● EXTRACT PROVIDED:
Cheetah racing for its life

by Oct 1, 2023Sermons

Luke 17:11-19

The Thankful Samaritan Leper

The cheetah is the fastest land animal, reaching speeds close to 70 miles per hour in short bursts as it hunts. It is a graceful and much-loved animal, prized as a domestic animal by the pharaohs of ancient Egypt, and a much-desired sighting for visitors to Africa’s national parks. It is also critically endangered. From a population of about 100,000 in 1900, there are now only 7,000 cheetahs in the wild, the majority in Namibia and southern Africa. Habitat loss, poaching, and conflict with agriculturalists have left the cheetah fighting for a future. I had the privilege of meeting a cheetah close-up at Cheetah Outreach in Somerset West, near Capetown. At Cheetah Outreach members of the public can encounter and touch cheetahs which have grown up around humans. The cheetahs are ambassadors for their species, and visit local schools to inspire the next generation. Cheetah Outreach also funds projects to protect the cheetah in its natural habitat, such as through providing dogs for farmers to reduce the conflict between cheetahs and farm animals. The cheetah’s future is far from certain, but without conservation projects such as Cheetah Outreach, the outlook would be far worse.

Today we are celebrating both Harvest and Creationtide, a time both to thank God for his gifts in creation and to focus on the environment and our responsibility as Christians towards it. Why should the environment be of specific concern to people of faith?

The cheetah is just one example of a species on the brink. In the Cape region of South Africa, the most diverse area for flora on the planet, the rate of species loss is also the highest on Earth. Expanding cities, the loss of habitats to agriculture, and pollution from human activities have totally unbalanced natural ecosystems, putting species which have adapted over thousands of years to their environments under immediate and sustained threat. Many will not survive.

● RAW DATA:
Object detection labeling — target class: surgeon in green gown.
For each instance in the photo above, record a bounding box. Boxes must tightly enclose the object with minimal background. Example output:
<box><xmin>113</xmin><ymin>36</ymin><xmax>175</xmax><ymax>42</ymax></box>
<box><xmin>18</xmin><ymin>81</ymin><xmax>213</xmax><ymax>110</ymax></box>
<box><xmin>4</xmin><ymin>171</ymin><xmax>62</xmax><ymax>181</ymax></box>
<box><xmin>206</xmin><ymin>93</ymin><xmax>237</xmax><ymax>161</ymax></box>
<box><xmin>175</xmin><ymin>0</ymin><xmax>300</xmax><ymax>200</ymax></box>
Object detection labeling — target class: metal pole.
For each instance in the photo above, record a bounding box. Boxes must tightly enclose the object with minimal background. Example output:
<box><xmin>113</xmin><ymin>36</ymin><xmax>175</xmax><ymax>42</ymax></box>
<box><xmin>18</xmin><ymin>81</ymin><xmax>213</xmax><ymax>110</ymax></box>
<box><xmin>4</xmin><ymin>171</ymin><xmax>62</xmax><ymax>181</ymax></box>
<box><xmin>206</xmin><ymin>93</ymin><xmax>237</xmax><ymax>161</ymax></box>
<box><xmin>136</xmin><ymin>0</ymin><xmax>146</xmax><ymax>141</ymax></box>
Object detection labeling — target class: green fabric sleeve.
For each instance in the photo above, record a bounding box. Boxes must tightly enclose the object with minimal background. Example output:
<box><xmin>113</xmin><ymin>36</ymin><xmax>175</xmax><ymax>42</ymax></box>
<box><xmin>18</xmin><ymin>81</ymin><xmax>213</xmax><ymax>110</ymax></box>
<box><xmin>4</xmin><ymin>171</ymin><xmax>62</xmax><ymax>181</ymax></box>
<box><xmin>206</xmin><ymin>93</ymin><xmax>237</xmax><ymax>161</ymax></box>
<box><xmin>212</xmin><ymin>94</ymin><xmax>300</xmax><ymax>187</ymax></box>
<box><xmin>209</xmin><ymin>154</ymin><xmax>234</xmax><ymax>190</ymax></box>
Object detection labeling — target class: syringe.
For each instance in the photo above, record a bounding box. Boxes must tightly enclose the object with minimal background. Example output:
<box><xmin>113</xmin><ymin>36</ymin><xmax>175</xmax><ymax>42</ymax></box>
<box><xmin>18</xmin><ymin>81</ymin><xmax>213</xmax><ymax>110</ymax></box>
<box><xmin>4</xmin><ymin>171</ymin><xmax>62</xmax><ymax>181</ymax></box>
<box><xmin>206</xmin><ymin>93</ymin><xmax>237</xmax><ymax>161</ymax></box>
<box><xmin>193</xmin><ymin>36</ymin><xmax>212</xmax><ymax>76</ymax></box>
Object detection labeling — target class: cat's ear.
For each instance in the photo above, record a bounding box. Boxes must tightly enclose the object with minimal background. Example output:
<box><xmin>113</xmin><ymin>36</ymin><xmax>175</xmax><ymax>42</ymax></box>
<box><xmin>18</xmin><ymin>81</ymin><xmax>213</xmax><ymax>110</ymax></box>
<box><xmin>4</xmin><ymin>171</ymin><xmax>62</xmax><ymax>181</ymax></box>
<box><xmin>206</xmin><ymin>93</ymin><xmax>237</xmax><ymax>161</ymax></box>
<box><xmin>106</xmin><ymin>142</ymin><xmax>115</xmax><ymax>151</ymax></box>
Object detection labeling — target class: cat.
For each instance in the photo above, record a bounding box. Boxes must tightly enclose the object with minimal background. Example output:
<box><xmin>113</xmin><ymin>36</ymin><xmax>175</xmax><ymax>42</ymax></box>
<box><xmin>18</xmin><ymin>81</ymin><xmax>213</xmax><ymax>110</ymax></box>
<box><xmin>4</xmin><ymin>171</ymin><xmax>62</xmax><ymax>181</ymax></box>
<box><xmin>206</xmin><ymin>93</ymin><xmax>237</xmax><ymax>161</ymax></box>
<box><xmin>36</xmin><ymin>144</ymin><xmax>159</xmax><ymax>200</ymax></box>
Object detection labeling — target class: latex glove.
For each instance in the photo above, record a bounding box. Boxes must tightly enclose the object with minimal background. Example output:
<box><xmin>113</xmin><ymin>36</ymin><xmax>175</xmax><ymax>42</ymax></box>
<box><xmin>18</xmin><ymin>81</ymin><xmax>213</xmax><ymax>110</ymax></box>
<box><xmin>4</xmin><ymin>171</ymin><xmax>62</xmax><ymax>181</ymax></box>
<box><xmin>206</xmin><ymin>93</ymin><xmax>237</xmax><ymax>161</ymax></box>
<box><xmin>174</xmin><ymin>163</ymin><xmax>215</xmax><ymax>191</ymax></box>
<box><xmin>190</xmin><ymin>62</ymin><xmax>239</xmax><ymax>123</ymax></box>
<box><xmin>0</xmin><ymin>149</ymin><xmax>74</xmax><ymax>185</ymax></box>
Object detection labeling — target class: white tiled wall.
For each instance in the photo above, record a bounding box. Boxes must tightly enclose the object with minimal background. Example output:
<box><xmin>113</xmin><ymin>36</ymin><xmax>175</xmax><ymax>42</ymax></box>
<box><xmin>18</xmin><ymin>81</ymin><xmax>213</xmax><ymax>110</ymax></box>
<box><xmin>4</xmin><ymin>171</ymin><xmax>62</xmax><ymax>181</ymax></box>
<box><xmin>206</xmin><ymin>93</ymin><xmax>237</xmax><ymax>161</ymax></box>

● OBJECTIVE 1: According to the cheetah sermon, how many cheetahs are left in the wild today?
● OBJECTIVE 2: Carry on the cheetah sermon from its final sentence.
The lines above are separate material from the cheetah sermon.

● FINAL ANSWER 1: Only 7,000.

● FINAL ANSWER 2:
And of course the biggest environmental threat of all, that of climate change, poses even greater perils. Each year is hotter than the last, storms and droughts devastate the globe, with the poorest least resilient to the changes they have done least to cause.

The Methodist and environmentalist Bill McKibben paints a bleak picture. Writing in New Republic he issues a call to arms. The world is at war with climate change, he argues, and our leaders – like Neville Chamberlain at Munich thinking he had done enough to keep trouble at bay – are failing to see the urgency of the times. McKibben writes: World War Three is well and truly underway, and we are losing. This is no metaphor. By most of the ways we measure wars, climate change is the real deal; carbon and methane are seizing physical territory, sowing havoc and panic, racking up casualties and even destabilising governments.’ And McKibben’s prognosis for the future is equally bleak. What we need is a mighty Manhattan Project for our era, the creation of half a billion solar panels within four years to break our carbon addiction and avert disaster. Will this happen? McKinnen writes: What we have now is the biggest boom in personal consumption the world has ever seen, a very thin sense of social solidarity, and possibly the return of President Trump.

McKinnen comes from a US perspective, but the urgency for action in the UK is no less. The bishop and environmentalist David Atkinson, writing in Church Times, said this: In the UK we need a commitment to putting a price on our consumption of fossil fuels and working for renewable energy as a matter of urgency. But from the perspective of Christian discipleship we need more. The call to stewardship of God’s earth, to love of our neighbour, and to justice requires among other things a rethinking of our economy in terms not of unrestrained consumption but in terms of the common good, greater social equality and the sustainability of the earth system.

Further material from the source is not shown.